_YOUR OBJECTIVE:_ Render every row below as a numbered list, omitting blank lines and leaving out the pictures.

** BEGIN **

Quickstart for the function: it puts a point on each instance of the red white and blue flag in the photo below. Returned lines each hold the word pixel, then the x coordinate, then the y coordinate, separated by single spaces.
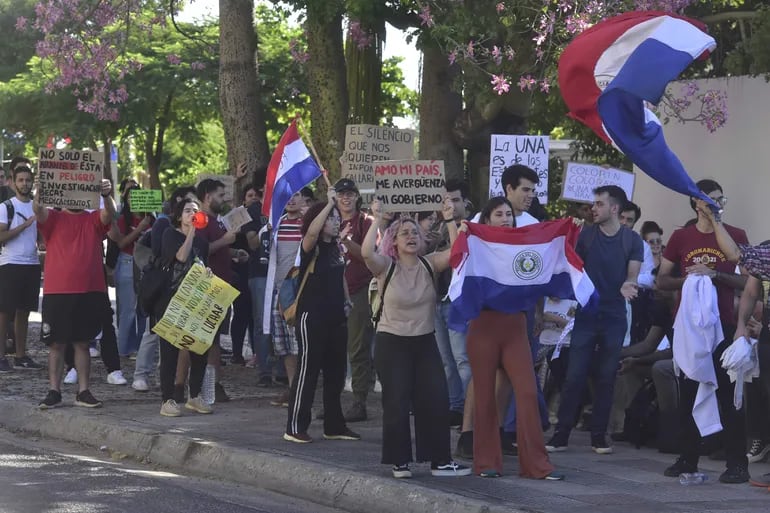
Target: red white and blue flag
pixel 291 168
pixel 608 72
pixel 510 269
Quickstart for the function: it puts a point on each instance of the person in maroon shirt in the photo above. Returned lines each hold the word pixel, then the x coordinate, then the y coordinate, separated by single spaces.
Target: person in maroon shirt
pixel 211 194
pixel 696 250
pixel 360 331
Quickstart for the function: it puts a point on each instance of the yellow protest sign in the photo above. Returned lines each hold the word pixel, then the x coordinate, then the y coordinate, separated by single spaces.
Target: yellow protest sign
pixel 194 314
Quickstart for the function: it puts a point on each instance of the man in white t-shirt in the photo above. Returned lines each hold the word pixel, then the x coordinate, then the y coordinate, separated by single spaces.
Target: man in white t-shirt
pixel 19 267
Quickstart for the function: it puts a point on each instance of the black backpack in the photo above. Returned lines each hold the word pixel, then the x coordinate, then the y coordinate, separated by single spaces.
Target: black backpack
pixel 641 423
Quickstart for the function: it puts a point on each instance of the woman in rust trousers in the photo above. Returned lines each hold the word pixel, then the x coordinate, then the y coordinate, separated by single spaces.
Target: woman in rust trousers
pixel 499 340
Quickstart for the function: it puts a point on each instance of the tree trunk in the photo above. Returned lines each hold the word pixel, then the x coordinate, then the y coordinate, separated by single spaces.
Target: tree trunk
pixel 327 83
pixel 239 91
pixel 439 108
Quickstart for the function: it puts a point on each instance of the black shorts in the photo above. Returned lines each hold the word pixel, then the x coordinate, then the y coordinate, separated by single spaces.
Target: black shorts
pixel 20 288
pixel 71 318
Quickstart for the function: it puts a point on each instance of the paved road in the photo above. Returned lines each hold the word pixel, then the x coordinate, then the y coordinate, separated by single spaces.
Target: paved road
pixel 64 478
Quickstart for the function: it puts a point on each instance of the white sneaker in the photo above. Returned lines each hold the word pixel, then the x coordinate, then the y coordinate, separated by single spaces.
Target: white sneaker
pixel 116 378
pixel 140 385
pixel 71 377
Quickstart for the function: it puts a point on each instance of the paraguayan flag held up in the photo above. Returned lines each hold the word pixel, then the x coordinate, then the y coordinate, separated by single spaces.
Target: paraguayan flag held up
pixel 510 269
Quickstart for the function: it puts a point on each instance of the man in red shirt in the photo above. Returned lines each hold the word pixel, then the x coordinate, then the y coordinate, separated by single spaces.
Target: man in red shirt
pixel 73 289
pixel 211 194
pixel 357 276
pixel 696 250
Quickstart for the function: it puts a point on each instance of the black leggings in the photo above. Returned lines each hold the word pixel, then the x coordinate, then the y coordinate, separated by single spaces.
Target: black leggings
pixel 322 346
pixel 412 375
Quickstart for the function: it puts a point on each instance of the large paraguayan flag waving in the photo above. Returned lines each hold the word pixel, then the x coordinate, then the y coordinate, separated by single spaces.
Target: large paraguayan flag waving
pixel 510 269
pixel 608 72
pixel 291 168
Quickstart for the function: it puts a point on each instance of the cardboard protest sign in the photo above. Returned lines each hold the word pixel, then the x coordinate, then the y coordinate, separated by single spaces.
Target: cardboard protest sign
pixel 528 150
pixel 146 200
pixel 367 144
pixel 580 179
pixel 228 180
pixel 236 218
pixel 194 314
pixel 410 185
pixel 70 178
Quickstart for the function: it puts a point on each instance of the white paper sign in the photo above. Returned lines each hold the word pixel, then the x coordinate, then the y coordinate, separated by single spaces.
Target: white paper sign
pixel 236 218
pixel 580 180
pixel 528 150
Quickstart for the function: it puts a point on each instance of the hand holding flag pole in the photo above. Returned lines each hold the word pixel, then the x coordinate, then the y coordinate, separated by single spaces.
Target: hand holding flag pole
pixel 324 172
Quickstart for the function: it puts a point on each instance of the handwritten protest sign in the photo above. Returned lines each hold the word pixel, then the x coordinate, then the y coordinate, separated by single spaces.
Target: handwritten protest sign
pixel 528 150
pixel 70 178
pixel 146 200
pixel 367 144
pixel 194 314
pixel 228 180
pixel 580 179
pixel 410 185
pixel 236 218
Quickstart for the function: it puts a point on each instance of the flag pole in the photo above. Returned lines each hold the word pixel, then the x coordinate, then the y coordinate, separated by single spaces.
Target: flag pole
pixel 324 172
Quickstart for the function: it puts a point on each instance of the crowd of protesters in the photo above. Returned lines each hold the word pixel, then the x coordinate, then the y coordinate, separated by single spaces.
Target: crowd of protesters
pixel 374 305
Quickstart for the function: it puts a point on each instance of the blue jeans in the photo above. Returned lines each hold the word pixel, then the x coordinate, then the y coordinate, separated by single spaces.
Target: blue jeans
pixel 454 356
pixel 147 357
pixel 131 324
pixel 262 341
pixel 595 345
pixel 534 344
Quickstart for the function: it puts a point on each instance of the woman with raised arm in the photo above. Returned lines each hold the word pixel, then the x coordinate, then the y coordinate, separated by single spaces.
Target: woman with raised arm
pixel 497 339
pixel 406 355
pixel 321 326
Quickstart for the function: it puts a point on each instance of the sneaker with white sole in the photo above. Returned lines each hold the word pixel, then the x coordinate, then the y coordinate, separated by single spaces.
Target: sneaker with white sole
pixel 72 377
pixel 198 405
pixel 140 385
pixel 170 409
pixel 116 378
pixel 87 400
pixel 449 469
pixel 758 451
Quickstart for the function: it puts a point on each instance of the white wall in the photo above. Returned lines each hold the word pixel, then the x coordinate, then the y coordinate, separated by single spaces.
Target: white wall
pixel 736 156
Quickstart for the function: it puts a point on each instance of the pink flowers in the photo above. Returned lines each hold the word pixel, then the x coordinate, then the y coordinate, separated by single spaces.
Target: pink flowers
pixel 426 17
pixel 500 84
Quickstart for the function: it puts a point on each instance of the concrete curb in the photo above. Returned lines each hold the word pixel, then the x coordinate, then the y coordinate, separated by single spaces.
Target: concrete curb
pixel 334 487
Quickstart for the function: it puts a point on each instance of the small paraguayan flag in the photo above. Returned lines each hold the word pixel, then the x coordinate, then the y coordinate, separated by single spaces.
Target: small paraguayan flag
pixel 510 269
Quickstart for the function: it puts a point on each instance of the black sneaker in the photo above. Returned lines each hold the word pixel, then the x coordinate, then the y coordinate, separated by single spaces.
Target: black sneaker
pixel 86 399
pixel 345 435
pixel 735 475
pixel 557 443
pixel 449 469
pixel 599 445
pixel 401 471
pixel 52 400
pixel 220 395
pixel 680 467
pixel 464 449
pixel 26 363
pixel 455 419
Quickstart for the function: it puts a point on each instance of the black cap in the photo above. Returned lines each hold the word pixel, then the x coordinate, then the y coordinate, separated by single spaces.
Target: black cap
pixel 345 184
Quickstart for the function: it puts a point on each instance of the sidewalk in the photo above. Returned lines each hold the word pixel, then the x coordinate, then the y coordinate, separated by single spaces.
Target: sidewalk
pixel 242 442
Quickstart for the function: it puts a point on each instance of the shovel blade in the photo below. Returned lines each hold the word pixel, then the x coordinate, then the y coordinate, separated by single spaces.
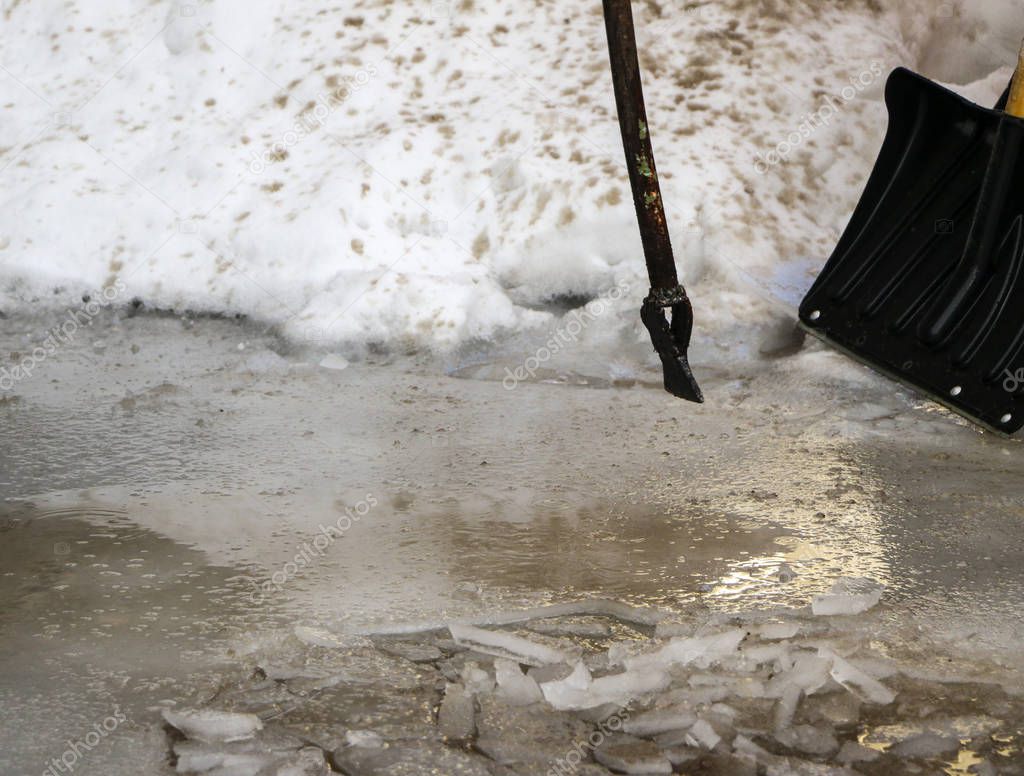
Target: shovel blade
pixel 904 253
pixel 672 340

** END **

_RESULT FOR THIS EXERCISE:_
1. Quickstart for the function: it puts a point on each instance of the red white and blue flag in the photo below. Returned lines each hold the word pixel, then the x coordinate, then the y coordinate, separated by single spaces.
2. Target: red white and blue flag
3. pixel 291 168
4. pixel 608 72
5. pixel 510 269
6. Quickstart for the function: it puts a point on each instance of the person in maroon shirt in the photo above. Returned lines each hold the word pixel, then the x coordinate, then the y coordinate, separated by single spaces.
7. Target: person in maroon shirt
8. pixel 211 194
9. pixel 696 250
10. pixel 360 331
11. Quickstart for the function: it puts a point on each instance of the yellow protest sign in the photo above. Returned lines each hold the word pixel, then the x coordinate, then the y coordinate, separated by single spaces.
12. Target: yellow protest sign
13. pixel 194 314
14. Quickstart for the function: it puts a point on each instance of the man in white t-shirt in the photo above. Returned lines each hold the word pixel, then the x coordinate, then the y coordinate, separated by single spaces.
15. Target: man in white t-shirt
16. pixel 19 267
17. Quickstart for the function: it puts a point on each instance of the black backpack in the photo above. Returned lines each hold the word pixel, then the x coordinate, then the y coordinate, separated by single spaces.
18. Target: black backpack
19. pixel 641 423
20. Quickstart for the function: it puts a point on each instance of the woman in rust trousers in the photo above. Returned lines each hold the word pixel, then the x coordinate, then the y coordinate, separated by single spaces.
21. Target: woman in rust trousers
22. pixel 499 340
23. Quickstart for the function: it puts a point on each instance of the tree trunk in the photo above. Returned lines each hold the word pixel, then the x coordinate, then the y coordinate, separated by single spaces.
24. Target: tree trunk
25. pixel 327 83
26. pixel 239 91
27. pixel 439 108
28. Quickstart for the function: it puts a point on each instance of the black shorts in the photo above. Returned lines each hold the word pixel, then the x coordinate, then the y coordinate, separated by single spaces.
29. Target: black shorts
30. pixel 20 288
31. pixel 71 318
32. Quickstart for the function: it puts a point on each instance of the paved road in the photo above. Returned lines each hold the word pixel, then the x coordinate, then the y coordinate, separated by single spaces.
33. Target: paved road
34. pixel 64 478
35. Quickstart for the function: it puts a point on each instance of the white sneaker in the photo above. Returned lines each hold the word pixel, then the x coordinate, then the y coordinate, separated by single spaces.
36. Target: white sneaker
37. pixel 116 378
38. pixel 140 385
39. pixel 71 377
40. Quickstart for the function: it puts a point on each instance of the paraguayan flag held up in the photo above. Returned lines each hold the word pixel, then the x coordinate, then the y coordinate, separated by single spaces.
41. Target: paraguayan flag held up
42. pixel 510 269
43. Quickstart for the function: it puts a point on each instance of the man in red shirt in the photo above. Returned lines each hold the word pixel, then the x coordinate, then the y coordinate, separated by single spaces.
44. Target: man in red shirt
45. pixel 73 289
46. pixel 211 194
47. pixel 357 276
48. pixel 696 250
49. Quickstart for the function: it puts a point on each instance of the black leggings in the photo above. Returned lines each hold the word pixel, then the x coordinate, then the y coordinate, separated by single spaces.
50. Target: black leggings
51. pixel 322 346
52. pixel 412 375
53. Quickstart for the function: it puts a point on each instance of the large paraguayan flag waving in the photo above. Returned lines each hold the word pixel, then the x coordinate, then the y coordinate, separated by single spaces.
54. Target: large paraguayan flag waving
55. pixel 510 269
56. pixel 608 72
57. pixel 291 168
58. Quickstart for the function: it puts a point on each instance of the cardboard protest sign in the photo above. Returned lines each hold the word pixel, then the x coordinate, then the y coordinate, separated by single spaces.
59. Target: cardboard protest sign
60. pixel 528 150
61. pixel 146 200
62. pixel 367 144
63. pixel 580 179
64. pixel 228 180
65. pixel 236 218
66. pixel 194 314
67. pixel 410 185
68. pixel 70 178
69. Quickstart for the function: it puts a point on each instance of the white paper sign in the photo above. Returned lines each hold the word pixel, then the x coordinate, then the y coordinate, separated by single spaces.
70. Target: white paper sign
71. pixel 236 218
72. pixel 580 180
73. pixel 528 150
74. Quickstart for the function: it puts a point on each instance of the hand holding flag pole in the photo above. Returned lines each hold the word pixel, then the x coordinate, then the y coordinate, separated by single spaces.
75. Target: hand holding flag pole
76. pixel 324 172
77. Quickstart for the function: it puts a point on each instance of the handwritten protest sign in the photo above. Returned lines each hold the word pixel, then the x coordinate, then the y coordinate, separated by single spaces.
78. Target: handwritten protest sign
79. pixel 528 150
80. pixel 70 178
81. pixel 146 200
82. pixel 367 144
83. pixel 194 314
84. pixel 228 180
85. pixel 580 179
86. pixel 410 185
87. pixel 236 218
88. Quickstart for the function: it puts a point on each instance of the flag pole in the photo above. Returned lines each hold the word pixel, then the x coordinate, then the y coordinate, separated by single spaces.
89. Target: flag pole
90. pixel 324 172
91. Quickstart for the function: it puts a point on each instance of the crowd of protesters in the photo above. Returned lines each hold the word pixel, then the x coordinate, then the y coordinate, separated by single spaces.
92. Target: crowd of protesters
93. pixel 374 305
94. Quickstart for the function: it puts a point on each instance of the blue jeans in the photo above. Returned lines each hold the word pixel, then the x coordinate, then the y coordinate, separated by single spaces.
95. Target: blue jeans
96. pixel 454 356
97. pixel 147 357
98. pixel 131 324
99. pixel 262 341
100. pixel 595 345
101. pixel 534 344
102. Quickstart for the function: it puts a point on each instance of the woman with raised arm in the photo above. Returned lines each hold the word pixel, then the x coordinate, then the y coordinate, separated by single spaces.
103. Target: woman with raised arm
104. pixel 497 339
105. pixel 406 355
106. pixel 321 326
107. Quickstart for the function: it puts a point on each instance of the sneaker with white sole in the photo above. Returned lines each hold the word pixel, then the x coordinate, then the y coordinate, separated by single spaces.
108. Target: sneaker with white sole
109. pixel 72 377
110. pixel 198 405
111. pixel 140 385
112. pixel 170 409
113. pixel 116 378
114. pixel 87 400
115. pixel 449 469
116. pixel 758 451
117. Quickstart for the function: it puts a point on each instance of the white wall in the photo above. Returned lines each hold the word pixel, then the x coordinate, then the y coordinate, separated by single spaces.
118. Target: white wall
119. pixel 736 156
120. Quickstart for the function: it puts a point on each instance of the pink flowers in the photo above. Returned lines each hold the word pixel, then the x coordinate, then the y coordinate, separated by single spaces.
121. Target: pink flowers
122. pixel 426 17
123. pixel 500 84
124. Quickstart for the function: it puts a point on each instance of the concrete curb in the photo above. Returned lines each hold the word pixel, then the x coordinate, then the y coordinate, separated by single spaces.
125. Target: concrete curb
126. pixel 334 487
127. Quickstart for the function: it puts a point on each instance of the small paraguayan flag in the photo above. Returned lines each hold the word pixel, then the x coordinate, then the y coordinate, separated by single spaces.
128. Target: small paraguayan flag
129. pixel 510 269
130. Quickstart for the function: it puts a point on each instance of the black sneaker in the photo above. Returned lines each hold the word pixel, then the x coordinate, then the y coordinate, separated by single spaces.
131. Target: black sneaker
132. pixel 86 399
133. pixel 345 435
134. pixel 735 475
135. pixel 557 443
136. pixel 449 469
137. pixel 599 445
138. pixel 401 471
139. pixel 52 400
140. pixel 220 395
141. pixel 680 467
142. pixel 464 449
143. pixel 26 363
144. pixel 455 419
145. Quickstart for the function: it puts a point on each instance of the black cap in the photo above. Returned lines each hold the word pixel, then the x coordinate, then the y coordinate, separated by single spaces.
146. Target: black cap
147. pixel 345 184
148. Quickstart for the function: it puts a point on each instance of the sidewalk in the photo above. Returned lines each hold the word pixel, then the x coordinate, then the y coordinate, separated by single spaces.
149. Target: sidewalk
150. pixel 242 442
151. Quickstart for the function: it puts a point on each instance of the shovel blade in the photo below. Returned lines each hold the word pixel, then the x coordinate, then the y coordinate, separated by single spaces.
152. Target: shovel blade
153. pixel 904 253
154. pixel 672 340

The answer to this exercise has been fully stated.